◆ SET EXERCISE: Format the lines below as a numbered list, skipping any blank lines and leaving out the pictures.

◆ Point annotation records:
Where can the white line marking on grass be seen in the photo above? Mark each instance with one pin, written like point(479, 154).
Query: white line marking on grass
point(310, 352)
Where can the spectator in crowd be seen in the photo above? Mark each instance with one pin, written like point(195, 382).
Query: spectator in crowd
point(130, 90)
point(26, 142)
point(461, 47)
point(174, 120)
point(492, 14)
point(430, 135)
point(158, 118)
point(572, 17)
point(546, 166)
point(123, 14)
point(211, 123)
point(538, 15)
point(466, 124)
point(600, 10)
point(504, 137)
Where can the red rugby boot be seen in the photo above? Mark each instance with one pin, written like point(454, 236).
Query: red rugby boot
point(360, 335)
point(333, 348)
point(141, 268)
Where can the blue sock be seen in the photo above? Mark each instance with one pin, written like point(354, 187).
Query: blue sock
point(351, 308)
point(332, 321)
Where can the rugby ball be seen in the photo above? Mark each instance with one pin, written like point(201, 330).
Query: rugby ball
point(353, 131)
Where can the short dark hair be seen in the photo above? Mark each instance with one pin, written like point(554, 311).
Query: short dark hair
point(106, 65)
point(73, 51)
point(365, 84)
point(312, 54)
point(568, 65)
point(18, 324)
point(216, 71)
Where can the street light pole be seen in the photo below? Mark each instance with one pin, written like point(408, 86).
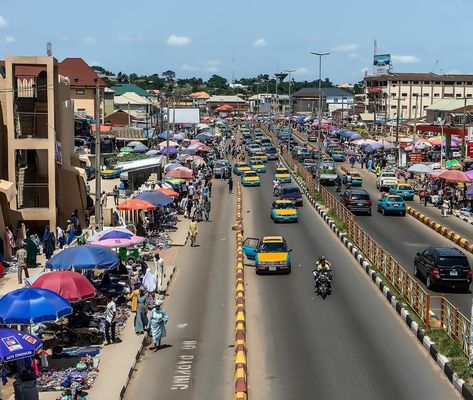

◆ ANSWER TO THE EXERCISE:
1. Where can the white line marking on grass be seen in the photo above? Mark each instance with one pin, written like point(479, 154).
2. Query: white line marking on grass
3. point(310, 352)
4. Where can the spectator in crowd be seen in the photo above? Mark each instance with one pin, written like point(195, 382).
5. Query: spectator in crowd
6. point(130, 90)
7. point(26, 142)
8. point(461, 47)
9. point(174, 120)
10. point(492, 14)
11. point(430, 135)
12. point(158, 118)
13. point(572, 17)
14. point(546, 166)
15. point(123, 14)
16. point(211, 123)
17. point(538, 15)
18. point(466, 124)
19. point(600, 10)
20. point(504, 137)
21. Where can the red rugby boot be seen in the photo above? Mark each instance with one pin, written like point(454, 236).
22. Query: red rugby boot
23. point(360, 335)
24. point(333, 348)
25. point(141, 268)
26. Where can the blue sock be seen in the photo above? Mark each instance with one pin, written like point(354, 187).
27. Query: blue sock
28. point(351, 308)
29. point(332, 321)
30. Where can the rugby ball be seen in the photo above? Mark each instance with one pin, written like point(201, 330).
31. Query: rugby ball
32. point(353, 131)
33. Where can the short dark hair be seen in the photo above? Mark each instance with one pin, written like point(554, 311).
34. Query: short dark hair
35. point(106, 65)
36. point(73, 51)
37. point(365, 84)
38. point(312, 54)
39. point(568, 65)
40. point(18, 324)
41. point(216, 71)
42. Where can the street light pole be seen in the photo below? Mark each instance with one pin, written like point(408, 86).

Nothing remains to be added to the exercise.